A final point to make is that although we know that there are no SH_CLERKs in department 30 (Purchasing) the CBO still estimates a cardinality larger than 0. It does not make the connection that there are no SH_CLERKs in the Purchasing department.

Oracle has realised that this potential dependency between columns can give rise to significant performance issues because the CBO doesn't know of such relationships. Oracle has therefore introduced the ability to also gather statistics on groups of columns within a table from 11g. This is not done automatically and said column groups have to be registered and statistics gathered through for instance the DBMS_STATS package. This approach will enable the database to make better estimates of selectivity and cardinality in situations where there are multiple predicates in a statement that filters a group of columns on a table.

There are a number of interesting articles and forums discussing the CBO, cardinality and selectivity on the Internet. This includes Thomas Kyte's Ask Tom forum, which includes an interesting article on cardinality [17].

**SUPPLIED MATERIAL:**

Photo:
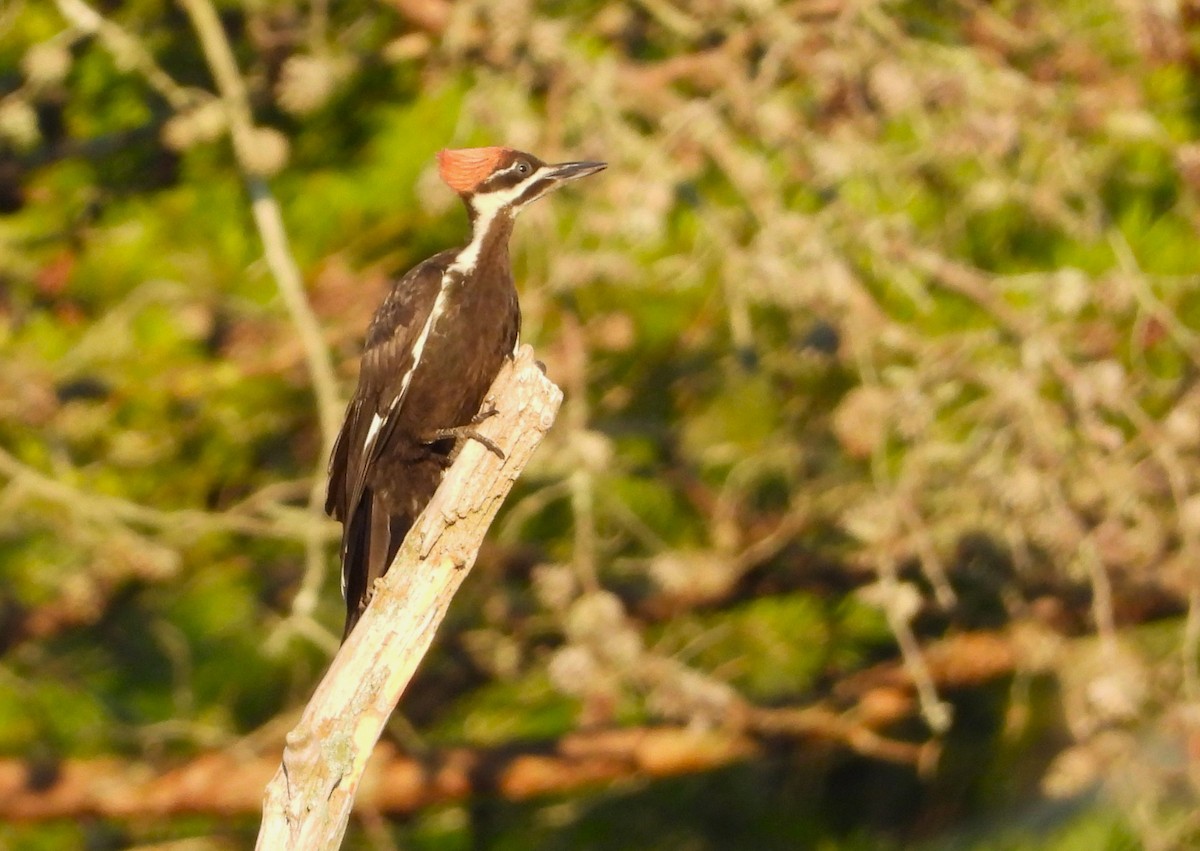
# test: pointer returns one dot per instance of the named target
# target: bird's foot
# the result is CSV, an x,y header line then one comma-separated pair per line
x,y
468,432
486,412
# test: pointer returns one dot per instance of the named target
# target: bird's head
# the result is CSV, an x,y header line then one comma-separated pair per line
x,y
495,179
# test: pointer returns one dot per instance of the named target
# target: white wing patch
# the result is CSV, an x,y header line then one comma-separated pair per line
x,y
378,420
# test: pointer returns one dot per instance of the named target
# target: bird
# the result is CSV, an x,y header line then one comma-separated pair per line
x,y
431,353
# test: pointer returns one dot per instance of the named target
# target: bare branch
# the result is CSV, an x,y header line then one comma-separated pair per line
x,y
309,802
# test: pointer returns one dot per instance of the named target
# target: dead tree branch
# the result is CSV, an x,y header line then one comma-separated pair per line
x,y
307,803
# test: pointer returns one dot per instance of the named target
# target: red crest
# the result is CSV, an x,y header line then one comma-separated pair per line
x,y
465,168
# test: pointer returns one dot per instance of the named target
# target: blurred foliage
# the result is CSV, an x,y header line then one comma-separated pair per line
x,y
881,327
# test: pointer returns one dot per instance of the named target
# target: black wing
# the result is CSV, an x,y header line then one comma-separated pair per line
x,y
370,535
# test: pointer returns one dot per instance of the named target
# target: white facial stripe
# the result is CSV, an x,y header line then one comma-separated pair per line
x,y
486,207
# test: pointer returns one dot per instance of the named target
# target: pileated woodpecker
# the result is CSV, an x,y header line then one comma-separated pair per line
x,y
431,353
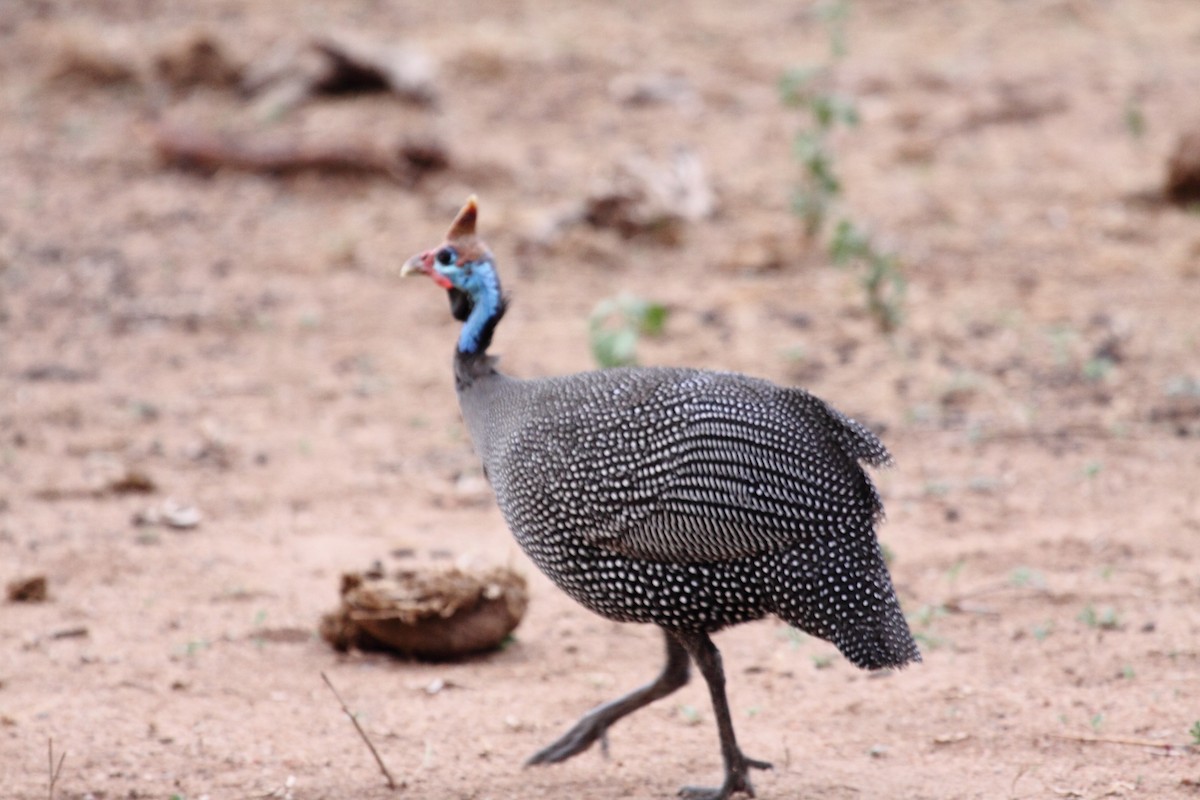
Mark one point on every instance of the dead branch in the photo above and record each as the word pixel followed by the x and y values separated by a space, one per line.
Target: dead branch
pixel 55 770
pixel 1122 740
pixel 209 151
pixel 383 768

**REQUESTS:**
[1] Reproduce the entries without any changes, from the line containing "Mark one point" through the last line of the entries, with both ends included.
[2] Continue the passage on Oracle optimizer cardinality estimates from the point where it stops.

**PER-TASK OUTPUTS:**
[1]
Mark one point on every instance of the dead branch in the photo above and record each as the word pixel followed by the x and y values separated by a space, one per line.
Target: dead branch
pixel 55 770
pixel 1122 740
pixel 209 151
pixel 383 768

[2]
As a side-note, cardinality numbers are provided by default with the SQL*Plus AUTOTRACE feature (the Rows column) when plans are included in the output. The same goes for DBMS_XPLAN. However, in SQL Developer the cardinality column is disabled by default and will therefore need to be enabled. This is achieved by choosing the Tools->Preferences menu item, then drilling down to the Database->Autotrace/Explain Plan screen and ticking the Cardinality column under both the Explain Plan and Autotrace sections.

Retrieving Runtime Statistics on Executed Statements: Auto Trace

As previously explained, it is possible to retrieve the actual execution plan that was used to execute a statement.
However, the plan alone may not provide necessary detail in order to understand whether or why a SQL statement is not performing optimally. For instance differences in amounts of data (between test and production for example) may utilise the same plan but execution time may be considerably different.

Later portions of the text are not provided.